Rescale the rows from the start through the line containing "[494,267,1140,865]", both ends included, and write out every one of those lines again with the other lines unchanged. Multiply each bounding-box coordinate by 2.1 and round to the nearest whole number, with halves rounded up.
§
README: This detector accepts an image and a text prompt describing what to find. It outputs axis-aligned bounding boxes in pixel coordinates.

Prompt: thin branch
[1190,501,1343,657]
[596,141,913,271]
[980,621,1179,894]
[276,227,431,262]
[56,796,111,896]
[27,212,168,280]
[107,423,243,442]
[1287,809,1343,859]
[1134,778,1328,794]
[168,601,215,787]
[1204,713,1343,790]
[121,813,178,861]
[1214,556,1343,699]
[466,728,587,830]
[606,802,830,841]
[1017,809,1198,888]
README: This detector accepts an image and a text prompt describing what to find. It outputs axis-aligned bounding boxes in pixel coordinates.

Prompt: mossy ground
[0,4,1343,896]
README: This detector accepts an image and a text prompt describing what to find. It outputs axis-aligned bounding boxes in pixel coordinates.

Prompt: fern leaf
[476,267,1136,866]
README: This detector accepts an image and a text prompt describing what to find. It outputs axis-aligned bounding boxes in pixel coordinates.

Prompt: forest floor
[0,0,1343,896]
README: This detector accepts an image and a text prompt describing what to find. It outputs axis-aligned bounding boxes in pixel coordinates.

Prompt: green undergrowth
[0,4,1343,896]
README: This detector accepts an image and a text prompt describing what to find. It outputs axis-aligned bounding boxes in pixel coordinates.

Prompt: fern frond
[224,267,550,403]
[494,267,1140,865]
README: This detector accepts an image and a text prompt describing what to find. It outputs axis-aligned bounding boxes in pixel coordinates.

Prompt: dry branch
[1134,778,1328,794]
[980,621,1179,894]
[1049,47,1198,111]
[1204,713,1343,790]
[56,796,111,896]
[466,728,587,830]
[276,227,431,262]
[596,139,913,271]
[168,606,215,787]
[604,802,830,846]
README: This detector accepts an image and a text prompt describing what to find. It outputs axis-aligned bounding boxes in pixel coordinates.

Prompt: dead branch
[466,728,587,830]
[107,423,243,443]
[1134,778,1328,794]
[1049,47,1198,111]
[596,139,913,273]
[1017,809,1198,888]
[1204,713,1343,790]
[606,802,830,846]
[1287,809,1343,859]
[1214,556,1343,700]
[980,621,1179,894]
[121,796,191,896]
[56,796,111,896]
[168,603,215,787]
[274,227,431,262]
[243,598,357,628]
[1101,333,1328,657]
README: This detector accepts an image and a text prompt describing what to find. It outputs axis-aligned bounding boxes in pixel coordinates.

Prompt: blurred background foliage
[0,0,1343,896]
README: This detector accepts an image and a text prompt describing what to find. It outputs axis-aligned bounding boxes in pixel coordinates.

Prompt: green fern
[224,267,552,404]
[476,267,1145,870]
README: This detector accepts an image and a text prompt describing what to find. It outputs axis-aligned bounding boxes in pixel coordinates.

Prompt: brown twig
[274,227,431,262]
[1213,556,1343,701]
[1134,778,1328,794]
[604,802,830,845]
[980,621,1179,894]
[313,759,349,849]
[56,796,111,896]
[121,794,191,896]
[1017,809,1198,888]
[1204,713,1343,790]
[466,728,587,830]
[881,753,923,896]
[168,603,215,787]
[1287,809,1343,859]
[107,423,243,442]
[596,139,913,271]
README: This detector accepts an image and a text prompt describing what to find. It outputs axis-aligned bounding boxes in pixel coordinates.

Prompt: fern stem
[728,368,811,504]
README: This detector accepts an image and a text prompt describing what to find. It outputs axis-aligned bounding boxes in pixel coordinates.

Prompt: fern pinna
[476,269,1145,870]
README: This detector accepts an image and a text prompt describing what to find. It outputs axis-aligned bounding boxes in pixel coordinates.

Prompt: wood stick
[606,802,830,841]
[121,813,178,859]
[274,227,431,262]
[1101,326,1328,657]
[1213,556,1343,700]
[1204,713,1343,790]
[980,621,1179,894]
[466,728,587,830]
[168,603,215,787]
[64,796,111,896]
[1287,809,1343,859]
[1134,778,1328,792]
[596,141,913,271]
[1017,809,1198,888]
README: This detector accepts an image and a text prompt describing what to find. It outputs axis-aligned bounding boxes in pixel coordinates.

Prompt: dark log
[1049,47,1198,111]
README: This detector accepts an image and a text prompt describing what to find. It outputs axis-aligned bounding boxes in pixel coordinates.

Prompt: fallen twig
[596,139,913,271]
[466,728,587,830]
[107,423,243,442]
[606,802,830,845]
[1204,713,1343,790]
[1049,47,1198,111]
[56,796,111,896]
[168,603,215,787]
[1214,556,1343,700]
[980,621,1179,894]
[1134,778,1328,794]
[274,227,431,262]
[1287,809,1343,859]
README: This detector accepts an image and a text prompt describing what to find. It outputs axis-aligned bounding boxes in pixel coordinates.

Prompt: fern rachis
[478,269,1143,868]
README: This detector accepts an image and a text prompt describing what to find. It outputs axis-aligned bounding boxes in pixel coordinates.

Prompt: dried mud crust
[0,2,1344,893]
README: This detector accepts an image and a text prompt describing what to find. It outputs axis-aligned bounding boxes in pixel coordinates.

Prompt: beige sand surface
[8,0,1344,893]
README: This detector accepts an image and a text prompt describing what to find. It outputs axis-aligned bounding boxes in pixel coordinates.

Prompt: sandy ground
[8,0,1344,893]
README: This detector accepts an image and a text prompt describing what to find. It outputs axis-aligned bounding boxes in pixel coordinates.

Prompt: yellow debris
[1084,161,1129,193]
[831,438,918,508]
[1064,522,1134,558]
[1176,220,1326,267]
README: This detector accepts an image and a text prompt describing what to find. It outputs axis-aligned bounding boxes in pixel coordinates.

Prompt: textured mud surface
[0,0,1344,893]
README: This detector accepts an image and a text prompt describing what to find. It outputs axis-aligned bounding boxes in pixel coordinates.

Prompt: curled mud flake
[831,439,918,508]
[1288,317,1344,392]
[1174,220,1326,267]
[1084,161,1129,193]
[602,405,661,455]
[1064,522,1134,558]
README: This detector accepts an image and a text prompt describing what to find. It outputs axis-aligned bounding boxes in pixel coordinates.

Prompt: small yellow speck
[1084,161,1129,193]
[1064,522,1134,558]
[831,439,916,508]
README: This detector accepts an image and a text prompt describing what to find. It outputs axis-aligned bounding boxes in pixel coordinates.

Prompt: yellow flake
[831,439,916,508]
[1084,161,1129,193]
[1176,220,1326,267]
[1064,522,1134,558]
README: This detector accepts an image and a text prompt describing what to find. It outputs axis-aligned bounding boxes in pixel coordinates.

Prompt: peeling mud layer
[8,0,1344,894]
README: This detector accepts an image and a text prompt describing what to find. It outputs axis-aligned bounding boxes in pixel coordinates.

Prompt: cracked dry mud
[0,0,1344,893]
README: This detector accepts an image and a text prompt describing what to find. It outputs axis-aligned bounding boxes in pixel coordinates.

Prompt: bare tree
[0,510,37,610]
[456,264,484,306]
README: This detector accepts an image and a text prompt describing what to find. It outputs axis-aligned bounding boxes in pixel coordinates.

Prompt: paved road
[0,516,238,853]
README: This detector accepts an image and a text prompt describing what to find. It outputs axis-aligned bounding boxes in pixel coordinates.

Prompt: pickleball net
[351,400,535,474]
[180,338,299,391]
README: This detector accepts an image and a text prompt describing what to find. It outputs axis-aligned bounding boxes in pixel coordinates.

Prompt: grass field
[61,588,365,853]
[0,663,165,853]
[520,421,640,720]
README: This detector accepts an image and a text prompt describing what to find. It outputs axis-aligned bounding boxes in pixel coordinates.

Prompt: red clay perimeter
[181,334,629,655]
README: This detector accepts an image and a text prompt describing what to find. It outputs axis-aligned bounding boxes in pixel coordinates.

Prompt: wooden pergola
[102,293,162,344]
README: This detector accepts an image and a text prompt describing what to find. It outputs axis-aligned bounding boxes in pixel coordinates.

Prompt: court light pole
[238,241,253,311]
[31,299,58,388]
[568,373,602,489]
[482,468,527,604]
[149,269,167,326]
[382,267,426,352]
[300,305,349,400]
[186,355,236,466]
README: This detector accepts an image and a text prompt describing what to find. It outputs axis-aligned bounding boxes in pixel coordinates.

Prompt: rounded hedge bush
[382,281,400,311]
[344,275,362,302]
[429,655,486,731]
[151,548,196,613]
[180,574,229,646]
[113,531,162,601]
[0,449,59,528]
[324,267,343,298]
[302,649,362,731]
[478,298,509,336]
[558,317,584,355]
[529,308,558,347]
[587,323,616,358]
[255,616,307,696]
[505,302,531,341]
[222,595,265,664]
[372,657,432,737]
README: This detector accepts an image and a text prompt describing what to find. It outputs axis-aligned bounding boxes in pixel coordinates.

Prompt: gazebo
§
_Answer to the task_
README: This detector accepts an image and a text prompt describing what to find. It outputs axis-aligned bounding boxes in pixel coordinates.

Prompt: thin branch
[2499,1052,2820,1380]
[1252,296,1917,569]
[2058,1304,2476,1877]
[580,477,905,550]
[118,1672,233,1882]
[57,445,353,588]
[225,888,510,928]
[2703,1699,2820,1804]
[2381,1634,2789,1667]
[353,1262,452,1653]
[2528,1497,2820,1659]
[254,1707,374,1808]
[2549,1168,2820,1468]
[979,1529,1233,1743]
[1273,1684,1743,1766]
[2136,1699,2516,1865]
README: This detector accepts an image and a text prompt describing what to find. It outputs axis-aligned bounding boxes in pixel coordinates.

Prompt: mossy ground
[0,8,2820,1882]
README: This detector accepts an image and a text prompt describing what to find. It outputs axis-aligned bounding boxes in pixel coordinates.

Prompt: fern leaf
[1000,561,2386,1819]
README: This detector accepts an image and a text prompt describing what to find. It outputs axis-aligned bounding boxes in pixel coordinates.

Prompt: forest floor
[0,0,2820,1882]
README: This detector accepts an image and a text prompt describing what to find. It outputs axis-aligned bounding boxes in pixel coordinates.

Prompt: green undergrowth
[0,8,2820,1882]
README: This detector accepts an image and a text prompt describing what to find. It outputs axis-aligned bounding boxes in pixel coordinates.

Prompt: fern frond
[470,561,1155,846]
[1037,561,2394,1817]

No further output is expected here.